Repeat exactly, and only, the lines of the entries below from the one with "point(179, 224)" through the one with "point(21, 102)", both ends included.

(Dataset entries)
══════

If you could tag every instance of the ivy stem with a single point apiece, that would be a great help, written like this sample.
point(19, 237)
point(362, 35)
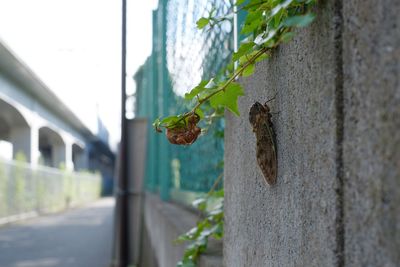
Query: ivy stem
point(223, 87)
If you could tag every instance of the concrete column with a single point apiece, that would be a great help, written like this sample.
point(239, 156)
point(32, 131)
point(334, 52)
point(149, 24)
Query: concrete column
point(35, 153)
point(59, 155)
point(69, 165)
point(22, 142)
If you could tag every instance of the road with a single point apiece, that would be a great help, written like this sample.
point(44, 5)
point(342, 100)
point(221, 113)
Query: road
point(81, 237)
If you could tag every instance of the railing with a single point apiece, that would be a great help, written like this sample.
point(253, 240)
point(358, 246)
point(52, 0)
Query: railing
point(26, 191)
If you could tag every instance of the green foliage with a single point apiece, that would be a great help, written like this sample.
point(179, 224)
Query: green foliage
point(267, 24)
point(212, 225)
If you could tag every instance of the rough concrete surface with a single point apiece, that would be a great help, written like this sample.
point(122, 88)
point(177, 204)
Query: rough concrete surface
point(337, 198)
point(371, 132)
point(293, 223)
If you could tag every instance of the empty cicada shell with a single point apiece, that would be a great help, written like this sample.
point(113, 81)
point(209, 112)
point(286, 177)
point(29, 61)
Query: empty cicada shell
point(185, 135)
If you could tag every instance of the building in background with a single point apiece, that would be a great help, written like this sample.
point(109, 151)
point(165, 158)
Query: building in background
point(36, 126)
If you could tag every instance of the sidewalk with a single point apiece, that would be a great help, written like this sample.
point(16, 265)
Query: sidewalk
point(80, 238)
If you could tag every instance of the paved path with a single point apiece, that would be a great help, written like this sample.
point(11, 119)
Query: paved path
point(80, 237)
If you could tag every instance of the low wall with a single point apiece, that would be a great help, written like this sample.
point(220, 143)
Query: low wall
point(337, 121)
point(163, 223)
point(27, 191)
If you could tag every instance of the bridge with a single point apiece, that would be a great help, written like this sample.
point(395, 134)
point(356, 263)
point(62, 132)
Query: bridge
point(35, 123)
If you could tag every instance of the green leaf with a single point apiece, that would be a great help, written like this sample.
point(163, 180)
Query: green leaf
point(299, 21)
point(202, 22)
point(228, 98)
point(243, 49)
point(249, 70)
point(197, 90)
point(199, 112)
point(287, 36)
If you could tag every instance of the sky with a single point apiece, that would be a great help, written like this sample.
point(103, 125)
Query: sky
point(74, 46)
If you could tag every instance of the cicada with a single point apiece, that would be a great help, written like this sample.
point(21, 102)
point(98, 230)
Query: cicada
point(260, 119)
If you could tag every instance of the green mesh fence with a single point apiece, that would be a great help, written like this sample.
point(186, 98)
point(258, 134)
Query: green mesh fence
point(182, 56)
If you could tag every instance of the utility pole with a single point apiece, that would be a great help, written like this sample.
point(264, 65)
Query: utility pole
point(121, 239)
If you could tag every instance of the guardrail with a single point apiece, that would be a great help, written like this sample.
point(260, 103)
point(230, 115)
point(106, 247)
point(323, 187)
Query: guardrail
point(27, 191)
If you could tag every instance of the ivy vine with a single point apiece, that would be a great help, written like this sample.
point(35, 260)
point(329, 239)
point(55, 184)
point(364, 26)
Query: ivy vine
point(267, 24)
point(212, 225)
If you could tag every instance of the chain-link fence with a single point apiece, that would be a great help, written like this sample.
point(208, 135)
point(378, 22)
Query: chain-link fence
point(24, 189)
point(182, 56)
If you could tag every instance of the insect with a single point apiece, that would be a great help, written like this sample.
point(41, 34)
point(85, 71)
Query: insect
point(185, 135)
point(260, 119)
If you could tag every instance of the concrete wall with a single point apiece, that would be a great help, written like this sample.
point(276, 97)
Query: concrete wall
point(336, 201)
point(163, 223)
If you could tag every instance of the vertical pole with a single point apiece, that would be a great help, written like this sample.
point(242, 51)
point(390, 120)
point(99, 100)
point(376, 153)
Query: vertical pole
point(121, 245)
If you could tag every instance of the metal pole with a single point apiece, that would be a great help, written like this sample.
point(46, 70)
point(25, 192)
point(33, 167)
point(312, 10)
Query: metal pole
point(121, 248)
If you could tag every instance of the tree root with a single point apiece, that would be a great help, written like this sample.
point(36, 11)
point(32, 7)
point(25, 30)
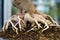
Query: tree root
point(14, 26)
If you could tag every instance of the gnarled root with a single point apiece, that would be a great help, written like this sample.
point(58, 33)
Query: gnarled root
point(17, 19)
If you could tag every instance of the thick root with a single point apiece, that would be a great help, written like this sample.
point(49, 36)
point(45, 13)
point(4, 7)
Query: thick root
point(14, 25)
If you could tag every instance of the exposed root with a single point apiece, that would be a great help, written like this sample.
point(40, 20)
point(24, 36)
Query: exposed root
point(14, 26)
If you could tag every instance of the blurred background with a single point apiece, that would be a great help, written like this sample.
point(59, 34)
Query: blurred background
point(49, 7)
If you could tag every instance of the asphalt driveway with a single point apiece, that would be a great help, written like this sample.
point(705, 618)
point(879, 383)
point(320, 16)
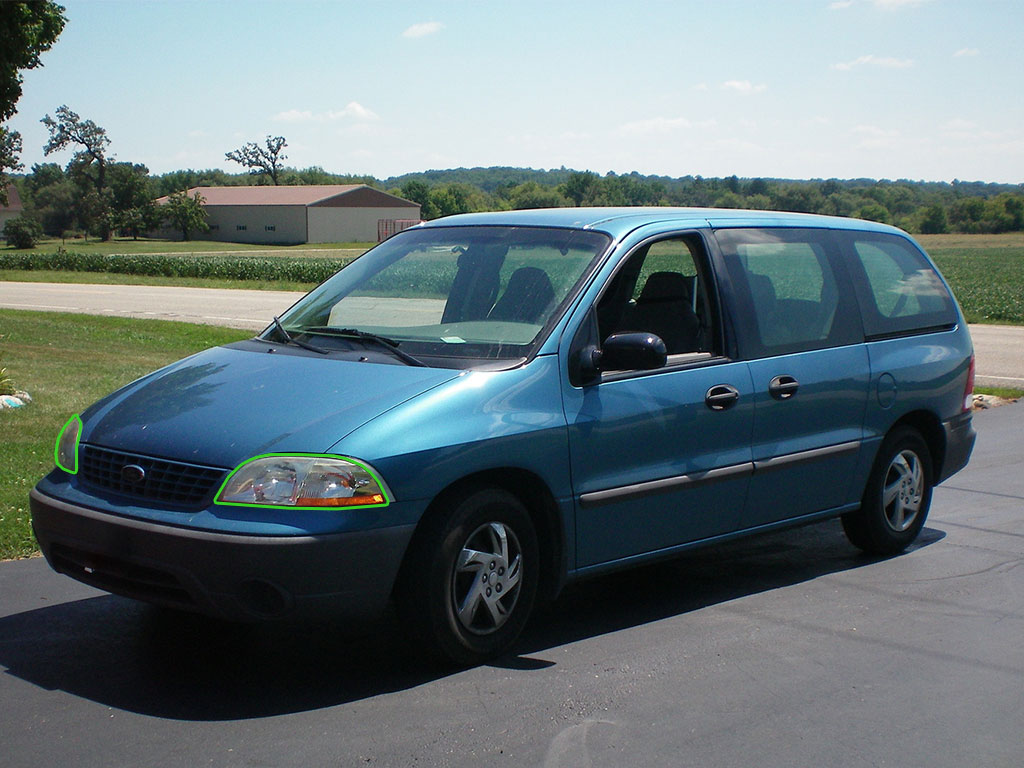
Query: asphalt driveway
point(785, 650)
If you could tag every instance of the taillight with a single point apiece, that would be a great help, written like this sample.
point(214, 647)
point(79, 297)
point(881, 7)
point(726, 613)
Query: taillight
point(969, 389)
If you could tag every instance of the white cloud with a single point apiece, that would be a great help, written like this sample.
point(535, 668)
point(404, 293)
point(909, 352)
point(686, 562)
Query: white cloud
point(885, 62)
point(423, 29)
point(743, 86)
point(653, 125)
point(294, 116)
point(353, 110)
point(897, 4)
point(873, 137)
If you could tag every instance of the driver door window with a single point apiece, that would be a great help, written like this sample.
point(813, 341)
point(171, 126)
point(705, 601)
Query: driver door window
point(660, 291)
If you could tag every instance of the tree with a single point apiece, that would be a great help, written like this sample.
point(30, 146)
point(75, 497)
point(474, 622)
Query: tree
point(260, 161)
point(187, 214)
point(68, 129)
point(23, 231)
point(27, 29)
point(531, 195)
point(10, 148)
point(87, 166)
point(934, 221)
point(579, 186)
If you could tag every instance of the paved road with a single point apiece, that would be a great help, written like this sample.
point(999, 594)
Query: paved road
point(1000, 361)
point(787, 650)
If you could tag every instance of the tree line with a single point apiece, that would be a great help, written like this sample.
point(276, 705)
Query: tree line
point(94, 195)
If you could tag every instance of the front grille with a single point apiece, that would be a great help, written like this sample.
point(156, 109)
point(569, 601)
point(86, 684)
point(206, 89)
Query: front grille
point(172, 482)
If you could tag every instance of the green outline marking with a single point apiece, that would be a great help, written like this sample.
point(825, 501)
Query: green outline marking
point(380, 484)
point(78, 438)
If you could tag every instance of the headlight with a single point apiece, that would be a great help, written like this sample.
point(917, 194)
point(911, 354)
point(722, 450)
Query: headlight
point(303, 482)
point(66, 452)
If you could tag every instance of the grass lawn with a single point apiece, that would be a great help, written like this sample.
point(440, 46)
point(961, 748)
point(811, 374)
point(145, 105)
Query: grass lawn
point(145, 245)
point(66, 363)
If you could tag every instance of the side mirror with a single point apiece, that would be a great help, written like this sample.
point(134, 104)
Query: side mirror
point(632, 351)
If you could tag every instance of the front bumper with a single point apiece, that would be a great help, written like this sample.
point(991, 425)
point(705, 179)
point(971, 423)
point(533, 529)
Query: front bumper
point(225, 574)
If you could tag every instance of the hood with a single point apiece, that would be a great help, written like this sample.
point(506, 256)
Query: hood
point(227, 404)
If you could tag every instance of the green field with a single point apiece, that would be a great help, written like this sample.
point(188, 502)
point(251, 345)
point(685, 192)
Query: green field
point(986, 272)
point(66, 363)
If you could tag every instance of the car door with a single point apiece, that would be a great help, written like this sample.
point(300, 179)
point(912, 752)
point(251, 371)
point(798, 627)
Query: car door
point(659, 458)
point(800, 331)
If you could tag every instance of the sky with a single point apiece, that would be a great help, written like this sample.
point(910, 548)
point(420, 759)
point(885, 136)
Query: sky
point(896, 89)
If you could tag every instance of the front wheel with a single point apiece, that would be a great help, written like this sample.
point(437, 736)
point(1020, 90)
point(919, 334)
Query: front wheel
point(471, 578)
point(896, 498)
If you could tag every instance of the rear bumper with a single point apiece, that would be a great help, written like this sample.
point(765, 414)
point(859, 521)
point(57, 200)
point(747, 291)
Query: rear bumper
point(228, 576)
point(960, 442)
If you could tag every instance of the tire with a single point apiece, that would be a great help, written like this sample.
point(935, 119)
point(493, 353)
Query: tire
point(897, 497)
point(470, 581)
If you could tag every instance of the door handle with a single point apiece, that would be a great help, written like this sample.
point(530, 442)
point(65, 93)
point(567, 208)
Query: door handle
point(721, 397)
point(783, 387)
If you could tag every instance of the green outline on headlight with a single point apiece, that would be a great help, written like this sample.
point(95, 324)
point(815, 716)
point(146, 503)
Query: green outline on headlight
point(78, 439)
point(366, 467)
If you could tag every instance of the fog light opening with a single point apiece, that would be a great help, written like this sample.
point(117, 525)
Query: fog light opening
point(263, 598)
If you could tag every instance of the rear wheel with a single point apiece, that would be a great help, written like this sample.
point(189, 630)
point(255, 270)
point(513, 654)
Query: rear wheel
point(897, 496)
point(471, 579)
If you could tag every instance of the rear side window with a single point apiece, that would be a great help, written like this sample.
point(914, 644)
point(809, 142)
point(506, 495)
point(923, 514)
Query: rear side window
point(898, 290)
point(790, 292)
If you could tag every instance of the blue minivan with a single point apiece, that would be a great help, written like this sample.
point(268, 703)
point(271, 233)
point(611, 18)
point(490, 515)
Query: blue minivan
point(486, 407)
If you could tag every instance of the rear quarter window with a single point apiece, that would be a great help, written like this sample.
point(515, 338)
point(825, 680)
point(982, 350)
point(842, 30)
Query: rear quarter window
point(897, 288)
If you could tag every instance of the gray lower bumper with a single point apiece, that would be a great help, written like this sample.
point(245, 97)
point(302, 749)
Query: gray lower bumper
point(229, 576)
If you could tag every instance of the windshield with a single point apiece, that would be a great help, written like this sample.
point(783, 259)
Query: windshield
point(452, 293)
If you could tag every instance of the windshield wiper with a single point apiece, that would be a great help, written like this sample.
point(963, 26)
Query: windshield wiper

══════

* Task output:
point(179, 224)
Query: green foliage
point(267, 24)
point(212, 225)
If you could tag every instance of the rough concrete surface with a single point apiece, that would be a great help, written like this sample.
point(122, 88)
point(177, 204)
Query: rough concrete surface
point(337, 198)
point(371, 132)
point(293, 223)
If you could tag every instance of the empty cicada shell with a single point apiece, that would be a great help, written like this sample.
point(113, 81)
point(209, 112)
point(286, 177)
point(29, 61)
Query: empty cicada shell
point(185, 135)
If you could tag every instance of the building in background with a single point apiece, that would be a great help, written like this sample.
point(109, 151)
point(165, 158)
Query: building in background
point(36, 126)
If you could tag every instance of the sidewalk with a single point apiece, that would be a great help, written like this sample.
point(16, 265)
Query: sidewalk
point(80, 238)
If you could tag every instance of the paved path with a single point apiece, that would be a great help, written like this sample.
point(11, 119)
Query: paved path
point(80, 237)
If you could tag every instance of the low wall with a single point apiece, that would be a great help, written like this sample.
point(220, 143)
Query: low wall
point(337, 121)
point(163, 223)
point(27, 191)
If you could tag every instance of the bridge with a single point apiece, that would be a great help, written like this sample.
point(395, 134)
point(356, 263)
point(62, 132)
Query: bridge
point(35, 123)
If you could tag every instance of the green leaf with a single point apiece, that would be a great help, written like this sample.
point(163, 180)
Query: green leaf
point(299, 21)
point(202, 22)
point(228, 98)
point(243, 49)
point(249, 70)
point(197, 90)
point(199, 112)
point(287, 36)
If you could tag every instance of the sky with a single point apiece, that would be a great help, written like this sample.
point(103, 125)
Query: sky
point(74, 46)
If you could tag every instance of the cicada with a single point apiece, that would be a great help, written like this sample.
point(21, 102)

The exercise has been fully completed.